◆ Problem details:
In the text below about limiting media access to a company's investment research, check whether each statement agrees with the text. Answer yes or no for each, and quote the deciding words.
1. Until recently, any media outlet that asked could get wide-ranging access to the company's data.
2. The friends in public relations advised giving the media unrestricted access to research.
3. The writer is certain what the best-case scenario is.

◆ Document segment:

* * *

For public relations professionals, preserving a client’s privacy can be difficult when you’re also trying to cater to the needs of your press contacts. Recently, my employer changed its guidelines regarding how much access clients will have to our products. Our company produces research related to investments; until recently, any media outlet that asked had wide-ranging access to the data we produce. And when it came time to explain the decision to my list of press contacts, the explanation was as difficult as the decision.
As an ex-journalist, free access to its products and/or data certainly simplified the process of writing about a company. The trade-off was that public relations spokespeople for these companies were often featured in the resulting articles. So I know how it feels to have that sort of access — and those sound bites — suddenly yanked away.
Before we decided to institute the recent change, I spoke to a couple of friends who have worked in public relations for companies that sell data and research. They agreed that it was better to limit access and “push” research and data to the media when there is a story, as well as provide custom data to journalists who request it. This way, we control the public flow of our data and research and ensure that our customers are served first.
We certainly weighed the consequences of our decision before making it. The worst-case scenario is that we upset some journalists and their organizations and won’t be seeing any ink from them in the future. There’s not much we can do if that’s the case, but again, serving our clients matters most.
I don’t know what the best-case scenario is. I guess it would be that I continue to get calls from the journalists who no longer have access.
In the end, we had to balance the need for generating PR with the need for serving our clients. We can still generate PR without providing free access to the media, but we can’t serve our clients if we’re doing something that devalues our product.

* * *

◆ Collected material:

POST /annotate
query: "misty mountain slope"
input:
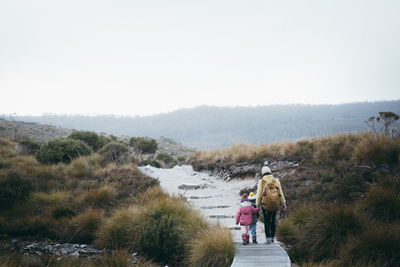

* * *

◆ Exercise output:
1. Yes: "until recently, any media outlet that asked had wide-ranging access to the data we produce"
2. No: "They agreed that it was better to limit access and “push” research and data to the media when there is a story"
3. No: "I don’t know what the best-case scenario is."